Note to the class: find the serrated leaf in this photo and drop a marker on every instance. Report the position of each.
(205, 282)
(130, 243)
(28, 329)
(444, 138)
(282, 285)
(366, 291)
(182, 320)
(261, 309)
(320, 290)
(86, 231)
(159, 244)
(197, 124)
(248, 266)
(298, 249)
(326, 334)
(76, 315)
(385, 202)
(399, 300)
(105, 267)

__Exercise details__
Shift every coordinate in the answers to the data above by -127, applying it to both numbers of each pair. Then rewrite all of the data, keeping the opening line unchanged.

__Response to this task__
Note to the class: find the serrated leaf in this photo and drop a marker on every instance. Report the position of each.
(78, 155)
(3, 116)
(-99, 202)
(317, 11)
(155, 158)
(239, 164)
(55, 193)
(134, 182)
(193, 163)
(-41, 104)
(32, 117)
(70, -3)
(121, 139)
(171, 122)
(199, 207)
(-51, 188)
(258, 75)
(272, 173)
(-22, 140)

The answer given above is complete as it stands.